• Aim
Copy the entries from the line containing "Mark each instance of the brown hair" through the line containing "Query: shirt collar", inclusive, substituting "dark hair" for "brown hair" and leaving everything else unchanged.

• Recorded information
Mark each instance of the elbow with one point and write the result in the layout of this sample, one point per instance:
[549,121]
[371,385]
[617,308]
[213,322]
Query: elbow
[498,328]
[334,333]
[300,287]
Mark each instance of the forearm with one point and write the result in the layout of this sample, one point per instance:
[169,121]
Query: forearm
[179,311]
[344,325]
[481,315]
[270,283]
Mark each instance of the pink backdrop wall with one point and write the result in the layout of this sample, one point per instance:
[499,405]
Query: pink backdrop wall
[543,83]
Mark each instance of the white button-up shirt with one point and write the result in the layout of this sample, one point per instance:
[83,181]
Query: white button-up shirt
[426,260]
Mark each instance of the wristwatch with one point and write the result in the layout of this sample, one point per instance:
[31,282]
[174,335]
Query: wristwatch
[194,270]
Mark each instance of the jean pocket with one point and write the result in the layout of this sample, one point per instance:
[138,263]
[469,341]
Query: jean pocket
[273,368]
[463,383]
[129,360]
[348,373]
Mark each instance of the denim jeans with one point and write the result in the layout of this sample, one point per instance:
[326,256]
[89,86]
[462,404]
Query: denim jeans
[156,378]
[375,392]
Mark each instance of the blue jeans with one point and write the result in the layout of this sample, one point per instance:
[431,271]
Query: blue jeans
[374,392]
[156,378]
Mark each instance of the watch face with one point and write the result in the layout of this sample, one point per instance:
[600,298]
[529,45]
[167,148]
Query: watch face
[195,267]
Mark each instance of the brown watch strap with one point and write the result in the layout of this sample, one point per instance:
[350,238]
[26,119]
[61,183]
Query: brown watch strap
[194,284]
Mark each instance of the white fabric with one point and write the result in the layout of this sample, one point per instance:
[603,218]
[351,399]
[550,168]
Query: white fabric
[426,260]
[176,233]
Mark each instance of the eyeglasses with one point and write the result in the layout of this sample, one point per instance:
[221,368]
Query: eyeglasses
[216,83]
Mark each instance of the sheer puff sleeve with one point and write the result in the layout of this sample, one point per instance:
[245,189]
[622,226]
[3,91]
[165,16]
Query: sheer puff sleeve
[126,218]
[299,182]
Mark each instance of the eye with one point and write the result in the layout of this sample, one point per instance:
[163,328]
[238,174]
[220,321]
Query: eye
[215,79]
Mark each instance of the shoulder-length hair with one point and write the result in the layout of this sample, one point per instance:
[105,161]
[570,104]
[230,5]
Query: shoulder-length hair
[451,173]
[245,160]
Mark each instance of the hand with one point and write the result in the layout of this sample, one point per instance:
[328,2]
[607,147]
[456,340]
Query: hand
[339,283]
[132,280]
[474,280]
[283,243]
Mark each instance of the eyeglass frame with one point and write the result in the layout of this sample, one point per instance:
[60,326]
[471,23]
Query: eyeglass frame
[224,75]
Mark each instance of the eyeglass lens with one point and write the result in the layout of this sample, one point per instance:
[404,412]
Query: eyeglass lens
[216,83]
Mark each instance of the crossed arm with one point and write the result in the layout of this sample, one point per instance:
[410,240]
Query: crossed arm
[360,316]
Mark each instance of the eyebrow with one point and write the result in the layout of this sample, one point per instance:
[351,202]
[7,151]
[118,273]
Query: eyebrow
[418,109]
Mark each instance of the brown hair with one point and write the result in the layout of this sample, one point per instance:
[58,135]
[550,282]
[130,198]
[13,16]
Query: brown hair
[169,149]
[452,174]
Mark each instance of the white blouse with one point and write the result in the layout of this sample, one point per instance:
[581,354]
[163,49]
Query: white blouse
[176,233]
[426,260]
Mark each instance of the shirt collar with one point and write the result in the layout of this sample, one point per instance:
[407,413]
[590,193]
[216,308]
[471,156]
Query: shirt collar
--
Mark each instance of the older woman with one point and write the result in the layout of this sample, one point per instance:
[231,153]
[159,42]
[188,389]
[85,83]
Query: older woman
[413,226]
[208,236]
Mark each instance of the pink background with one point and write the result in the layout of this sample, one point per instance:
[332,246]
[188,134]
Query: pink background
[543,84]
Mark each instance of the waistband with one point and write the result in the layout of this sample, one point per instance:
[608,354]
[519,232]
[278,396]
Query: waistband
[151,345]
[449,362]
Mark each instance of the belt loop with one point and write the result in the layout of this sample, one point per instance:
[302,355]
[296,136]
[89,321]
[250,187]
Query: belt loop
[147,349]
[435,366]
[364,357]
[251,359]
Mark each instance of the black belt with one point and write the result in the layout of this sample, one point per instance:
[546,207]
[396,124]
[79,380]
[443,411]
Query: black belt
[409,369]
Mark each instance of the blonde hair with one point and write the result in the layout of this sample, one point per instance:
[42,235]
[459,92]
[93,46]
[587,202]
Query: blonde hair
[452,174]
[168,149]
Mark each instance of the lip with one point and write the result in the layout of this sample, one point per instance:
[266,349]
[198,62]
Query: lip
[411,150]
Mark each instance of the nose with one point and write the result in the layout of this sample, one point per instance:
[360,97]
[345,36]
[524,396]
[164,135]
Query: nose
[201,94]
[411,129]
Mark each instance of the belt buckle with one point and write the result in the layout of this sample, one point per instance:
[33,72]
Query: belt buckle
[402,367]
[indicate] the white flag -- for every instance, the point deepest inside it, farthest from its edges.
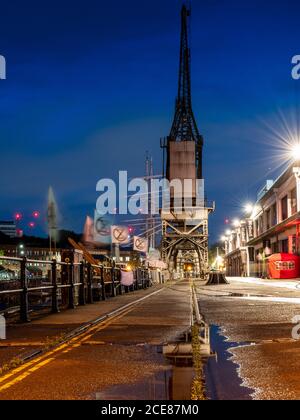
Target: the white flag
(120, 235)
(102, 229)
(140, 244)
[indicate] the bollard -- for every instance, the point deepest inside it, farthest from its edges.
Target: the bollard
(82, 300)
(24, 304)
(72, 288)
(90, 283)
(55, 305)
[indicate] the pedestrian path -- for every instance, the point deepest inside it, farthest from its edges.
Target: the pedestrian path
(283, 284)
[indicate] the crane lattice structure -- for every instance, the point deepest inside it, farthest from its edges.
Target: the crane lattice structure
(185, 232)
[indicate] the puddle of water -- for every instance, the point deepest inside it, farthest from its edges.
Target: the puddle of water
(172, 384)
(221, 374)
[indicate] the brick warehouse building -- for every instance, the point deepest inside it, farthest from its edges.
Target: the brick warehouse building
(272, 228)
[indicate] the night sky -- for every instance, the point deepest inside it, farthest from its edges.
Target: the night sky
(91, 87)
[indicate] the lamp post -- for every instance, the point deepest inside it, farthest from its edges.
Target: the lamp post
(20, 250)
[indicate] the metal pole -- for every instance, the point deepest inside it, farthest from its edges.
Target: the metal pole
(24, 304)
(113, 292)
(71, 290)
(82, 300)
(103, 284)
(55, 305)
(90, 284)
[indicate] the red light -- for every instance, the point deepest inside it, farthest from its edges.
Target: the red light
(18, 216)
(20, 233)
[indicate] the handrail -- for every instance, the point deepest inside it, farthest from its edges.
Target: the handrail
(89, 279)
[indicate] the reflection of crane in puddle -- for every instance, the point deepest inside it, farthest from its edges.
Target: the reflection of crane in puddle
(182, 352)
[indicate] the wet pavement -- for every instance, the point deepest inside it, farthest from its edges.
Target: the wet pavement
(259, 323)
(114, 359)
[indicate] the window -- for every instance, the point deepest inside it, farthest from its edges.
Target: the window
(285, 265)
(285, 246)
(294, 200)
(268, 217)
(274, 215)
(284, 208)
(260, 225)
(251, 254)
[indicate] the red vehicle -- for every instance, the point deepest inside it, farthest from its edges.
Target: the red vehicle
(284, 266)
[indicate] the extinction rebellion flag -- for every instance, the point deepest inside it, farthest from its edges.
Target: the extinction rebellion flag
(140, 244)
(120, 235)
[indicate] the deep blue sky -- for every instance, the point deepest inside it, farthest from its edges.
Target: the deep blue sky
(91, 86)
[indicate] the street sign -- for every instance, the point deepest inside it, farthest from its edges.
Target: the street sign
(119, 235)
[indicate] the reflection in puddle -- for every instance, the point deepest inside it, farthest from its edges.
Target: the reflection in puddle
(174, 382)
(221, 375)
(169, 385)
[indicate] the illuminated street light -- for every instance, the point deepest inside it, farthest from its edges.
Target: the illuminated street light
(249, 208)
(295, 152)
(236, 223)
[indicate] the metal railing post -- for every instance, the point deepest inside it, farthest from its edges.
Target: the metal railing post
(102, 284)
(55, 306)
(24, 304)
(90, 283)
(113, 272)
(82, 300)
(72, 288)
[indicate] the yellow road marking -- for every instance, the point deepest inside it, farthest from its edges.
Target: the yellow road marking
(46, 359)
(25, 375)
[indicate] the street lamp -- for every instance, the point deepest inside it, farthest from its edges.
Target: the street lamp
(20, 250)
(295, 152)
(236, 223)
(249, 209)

• Result of this task
Mark each instance of the dark hair with one point and write the result in the layout of this sample, one point per instance:
[58,135]
[550,282]
[130,198]
[13,16]
Query: dark hair
[169,149]
[452,174]
Mark each instance of the white blouse with one point and write the result in the layout of this sample, one point per instance:
[581,354]
[163,49]
Query: white blouse
[176,233]
[426,260]
Mark each instance of the shirt collar with one point and write the result in the layout of this sample, one point per instance:
[407,413]
[590,193]
[216,308]
[471,156]
Query: shirt collar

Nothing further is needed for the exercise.